■ **Activity**:
The answer is to be the full listing, unchanged in every line.

(Beginning of Data records)

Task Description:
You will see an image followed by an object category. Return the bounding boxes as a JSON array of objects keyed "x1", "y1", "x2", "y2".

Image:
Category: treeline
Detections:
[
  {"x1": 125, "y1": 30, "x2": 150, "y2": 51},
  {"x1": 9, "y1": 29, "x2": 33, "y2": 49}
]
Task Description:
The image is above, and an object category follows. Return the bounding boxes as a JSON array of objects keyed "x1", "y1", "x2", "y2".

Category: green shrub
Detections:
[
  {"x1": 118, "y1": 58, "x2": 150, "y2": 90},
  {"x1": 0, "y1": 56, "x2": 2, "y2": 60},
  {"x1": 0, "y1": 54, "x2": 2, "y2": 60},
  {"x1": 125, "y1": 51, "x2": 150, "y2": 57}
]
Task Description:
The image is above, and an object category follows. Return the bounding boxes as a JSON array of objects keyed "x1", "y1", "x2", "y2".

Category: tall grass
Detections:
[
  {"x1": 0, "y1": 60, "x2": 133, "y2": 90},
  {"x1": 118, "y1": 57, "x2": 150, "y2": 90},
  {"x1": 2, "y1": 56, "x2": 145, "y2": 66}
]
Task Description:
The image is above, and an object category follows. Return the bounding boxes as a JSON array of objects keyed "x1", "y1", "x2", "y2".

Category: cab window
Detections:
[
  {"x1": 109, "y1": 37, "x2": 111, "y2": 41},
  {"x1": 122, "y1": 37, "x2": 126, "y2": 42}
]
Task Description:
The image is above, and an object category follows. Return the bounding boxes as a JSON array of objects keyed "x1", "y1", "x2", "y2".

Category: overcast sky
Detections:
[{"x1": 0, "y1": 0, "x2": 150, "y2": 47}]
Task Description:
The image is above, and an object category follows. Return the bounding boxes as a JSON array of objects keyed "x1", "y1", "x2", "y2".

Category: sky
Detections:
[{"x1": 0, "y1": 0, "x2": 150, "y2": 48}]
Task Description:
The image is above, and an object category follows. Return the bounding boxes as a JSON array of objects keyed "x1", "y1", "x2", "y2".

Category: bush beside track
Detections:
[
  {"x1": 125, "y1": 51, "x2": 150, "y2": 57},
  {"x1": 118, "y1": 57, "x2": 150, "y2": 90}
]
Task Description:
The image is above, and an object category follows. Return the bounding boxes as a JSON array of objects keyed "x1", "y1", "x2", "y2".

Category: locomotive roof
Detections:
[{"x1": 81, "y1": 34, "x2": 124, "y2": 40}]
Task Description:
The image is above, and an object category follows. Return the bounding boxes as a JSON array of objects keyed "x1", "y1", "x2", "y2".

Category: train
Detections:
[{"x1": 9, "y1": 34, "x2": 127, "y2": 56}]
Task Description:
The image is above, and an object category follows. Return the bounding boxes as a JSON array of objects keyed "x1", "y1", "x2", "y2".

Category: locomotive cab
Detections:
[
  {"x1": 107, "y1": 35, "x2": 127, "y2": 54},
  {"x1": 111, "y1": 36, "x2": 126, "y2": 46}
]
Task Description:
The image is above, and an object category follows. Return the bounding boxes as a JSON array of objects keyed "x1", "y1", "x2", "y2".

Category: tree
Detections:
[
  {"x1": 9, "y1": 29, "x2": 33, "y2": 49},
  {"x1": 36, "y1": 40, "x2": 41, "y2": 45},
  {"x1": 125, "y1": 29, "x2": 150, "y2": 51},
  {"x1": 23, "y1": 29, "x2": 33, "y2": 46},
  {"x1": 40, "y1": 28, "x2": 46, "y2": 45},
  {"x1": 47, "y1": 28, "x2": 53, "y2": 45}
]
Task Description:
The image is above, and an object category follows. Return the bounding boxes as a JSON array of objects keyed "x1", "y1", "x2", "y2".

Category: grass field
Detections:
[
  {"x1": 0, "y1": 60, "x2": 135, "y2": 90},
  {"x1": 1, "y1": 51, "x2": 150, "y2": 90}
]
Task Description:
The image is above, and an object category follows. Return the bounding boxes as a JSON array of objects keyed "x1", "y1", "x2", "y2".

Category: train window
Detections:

(End of Data records)

■ **Task answer**:
Task Description:
You will see an image followed by an object category. Return the bounding boxes as a JSON array of objects keyed "x1", "y1", "x2", "y2".

Image:
Category: treeline
Detections:
[
  {"x1": 125, "y1": 30, "x2": 150, "y2": 51},
  {"x1": 9, "y1": 29, "x2": 33, "y2": 49}
]
Task Description:
The image is above, and an object category follows. Return the bounding boxes as a JSON array of objects keyed "x1", "y1", "x2", "y2".

Category: green shrub
Detections:
[
  {"x1": 118, "y1": 58, "x2": 150, "y2": 90},
  {"x1": 0, "y1": 56, "x2": 2, "y2": 60},
  {"x1": 0, "y1": 54, "x2": 2, "y2": 60},
  {"x1": 125, "y1": 51, "x2": 150, "y2": 57}
]
Task Description:
The image is above, and an object category follows. Return the bounding boxes as a JSON array of objects keyed "x1", "y1", "x2", "y2".

Category: tall grass
Detections:
[
  {"x1": 0, "y1": 60, "x2": 133, "y2": 90},
  {"x1": 118, "y1": 57, "x2": 150, "y2": 90},
  {"x1": 2, "y1": 56, "x2": 145, "y2": 66}
]
Task Description:
The image is above, and an object category follows. Return the bounding boxes as a JSON array of objects keyed "x1", "y1", "x2", "y2".

Category: cab window
Detections:
[
  {"x1": 109, "y1": 37, "x2": 111, "y2": 41},
  {"x1": 122, "y1": 37, "x2": 126, "y2": 42}
]
Task Description:
The image is above, and an object category follows. Return the bounding boxes as a JSON array of objects keyed "x1", "y1", "x2", "y2".

Category: overcast sky
Detections:
[{"x1": 0, "y1": 0, "x2": 150, "y2": 47}]
Task Description:
The image is above, and an object category follows. Return the bounding boxes as a JSON array of objects keyed "x1", "y1", "x2", "y2".

Category: sky
Detections:
[{"x1": 0, "y1": 0, "x2": 150, "y2": 48}]
Task Description:
The image is above, and an object category follows. Return the bounding boxes as a JSON array of objects keyed "x1", "y1", "x2", "y2".

Category: bush beside track
Detections:
[
  {"x1": 125, "y1": 51, "x2": 150, "y2": 57},
  {"x1": 118, "y1": 57, "x2": 150, "y2": 90}
]
Task Description:
The image is above, and an object category follows. Return the bounding boxes as a JSON array of objects keyed "x1", "y1", "x2", "y2".

Category: locomotive roof
Detections:
[{"x1": 81, "y1": 34, "x2": 124, "y2": 40}]
Task Description:
The image is above, and an object category follows. Return the bounding boxes as a JSON array of objects keyed "x1", "y1", "x2", "y2".

Category: train
Detections:
[{"x1": 9, "y1": 34, "x2": 127, "y2": 56}]
Task Description:
The image is above, and an object category follows. Return the bounding boxes as a JSON array of objects keyed "x1", "y1", "x2", "y2".

Category: locomotive cab
Detections:
[
  {"x1": 107, "y1": 35, "x2": 127, "y2": 54},
  {"x1": 111, "y1": 36, "x2": 126, "y2": 46}
]
Task Description:
The image is above, and an object category follows. Return the bounding boxes as a JSON array of objects keyed "x1", "y1", "x2", "y2".

Category: tree
Detections:
[
  {"x1": 9, "y1": 29, "x2": 33, "y2": 49},
  {"x1": 36, "y1": 40, "x2": 41, "y2": 45},
  {"x1": 125, "y1": 29, "x2": 150, "y2": 51},
  {"x1": 23, "y1": 29, "x2": 33, "y2": 46},
  {"x1": 40, "y1": 28, "x2": 46, "y2": 45},
  {"x1": 47, "y1": 28, "x2": 53, "y2": 45}
]
Task Description:
The image is above, and an object category follows. Return the bounding boxes as a JSON array of objects keyed "x1", "y1", "x2", "y2".

Category: grass field
Detections:
[
  {"x1": 0, "y1": 60, "x2": 135, "y2": 90},
  {"x1": 1, "y1": 51, "x2": 150, "y2": 90}
]
Task Description:
The image is above, and an object category follows. Return the bounding boxes as a JSON array of objects keyed "x1", "y1", "x2", "y2".

Category: train window
Detections:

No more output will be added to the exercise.